■ **AVAILABLE RECORDS**:
-----
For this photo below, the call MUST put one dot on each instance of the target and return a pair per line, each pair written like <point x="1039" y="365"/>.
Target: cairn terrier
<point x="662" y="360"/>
-----
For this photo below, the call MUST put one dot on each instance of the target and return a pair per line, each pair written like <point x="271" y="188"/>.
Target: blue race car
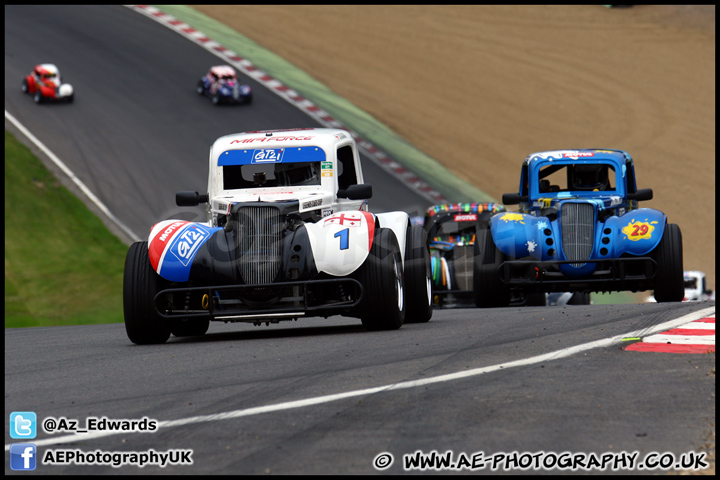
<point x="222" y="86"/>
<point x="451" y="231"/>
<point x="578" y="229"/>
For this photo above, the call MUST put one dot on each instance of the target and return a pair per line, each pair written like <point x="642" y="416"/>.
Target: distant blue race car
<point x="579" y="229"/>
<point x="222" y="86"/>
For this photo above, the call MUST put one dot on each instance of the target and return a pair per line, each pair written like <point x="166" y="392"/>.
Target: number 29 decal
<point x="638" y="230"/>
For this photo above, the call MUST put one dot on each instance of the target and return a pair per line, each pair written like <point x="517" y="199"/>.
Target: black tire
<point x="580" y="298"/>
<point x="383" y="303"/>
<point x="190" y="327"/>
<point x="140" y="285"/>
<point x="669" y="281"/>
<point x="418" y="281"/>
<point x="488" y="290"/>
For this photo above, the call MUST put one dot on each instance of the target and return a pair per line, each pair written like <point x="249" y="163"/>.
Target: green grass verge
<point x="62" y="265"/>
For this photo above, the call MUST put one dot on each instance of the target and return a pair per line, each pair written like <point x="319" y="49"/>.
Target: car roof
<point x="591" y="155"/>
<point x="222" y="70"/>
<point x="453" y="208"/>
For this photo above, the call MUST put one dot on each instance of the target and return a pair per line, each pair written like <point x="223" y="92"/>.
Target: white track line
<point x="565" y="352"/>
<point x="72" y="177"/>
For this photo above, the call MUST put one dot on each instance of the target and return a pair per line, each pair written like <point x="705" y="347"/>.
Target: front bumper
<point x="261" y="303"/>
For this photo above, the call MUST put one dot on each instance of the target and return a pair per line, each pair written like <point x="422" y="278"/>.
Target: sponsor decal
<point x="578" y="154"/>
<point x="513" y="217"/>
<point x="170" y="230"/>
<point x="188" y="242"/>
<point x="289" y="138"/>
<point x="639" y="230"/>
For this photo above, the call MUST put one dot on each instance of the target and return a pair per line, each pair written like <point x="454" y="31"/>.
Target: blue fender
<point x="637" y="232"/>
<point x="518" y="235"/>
-----
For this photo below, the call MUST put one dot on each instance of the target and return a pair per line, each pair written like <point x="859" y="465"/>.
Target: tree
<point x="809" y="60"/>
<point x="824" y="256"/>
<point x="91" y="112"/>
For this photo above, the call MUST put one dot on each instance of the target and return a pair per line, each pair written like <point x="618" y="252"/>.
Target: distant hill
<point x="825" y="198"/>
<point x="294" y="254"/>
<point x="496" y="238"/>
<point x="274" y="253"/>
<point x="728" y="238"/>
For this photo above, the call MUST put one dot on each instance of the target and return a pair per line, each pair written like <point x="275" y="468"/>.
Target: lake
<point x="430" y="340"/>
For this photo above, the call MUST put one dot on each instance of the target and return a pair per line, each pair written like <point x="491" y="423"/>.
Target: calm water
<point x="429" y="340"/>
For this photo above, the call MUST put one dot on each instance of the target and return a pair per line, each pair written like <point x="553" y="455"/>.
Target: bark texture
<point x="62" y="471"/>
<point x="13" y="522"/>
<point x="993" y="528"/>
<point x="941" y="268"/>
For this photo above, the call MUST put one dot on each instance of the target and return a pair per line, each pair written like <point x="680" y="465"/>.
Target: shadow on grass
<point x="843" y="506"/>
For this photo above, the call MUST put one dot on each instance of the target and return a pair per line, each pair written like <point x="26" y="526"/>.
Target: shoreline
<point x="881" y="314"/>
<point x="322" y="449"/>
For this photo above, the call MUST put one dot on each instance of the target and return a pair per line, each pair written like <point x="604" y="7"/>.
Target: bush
-----
■ **WHAT TO DO**: Count the lines in the records that contain the word "race", and reply with that number only.

■ **TASK ANSWER**: 2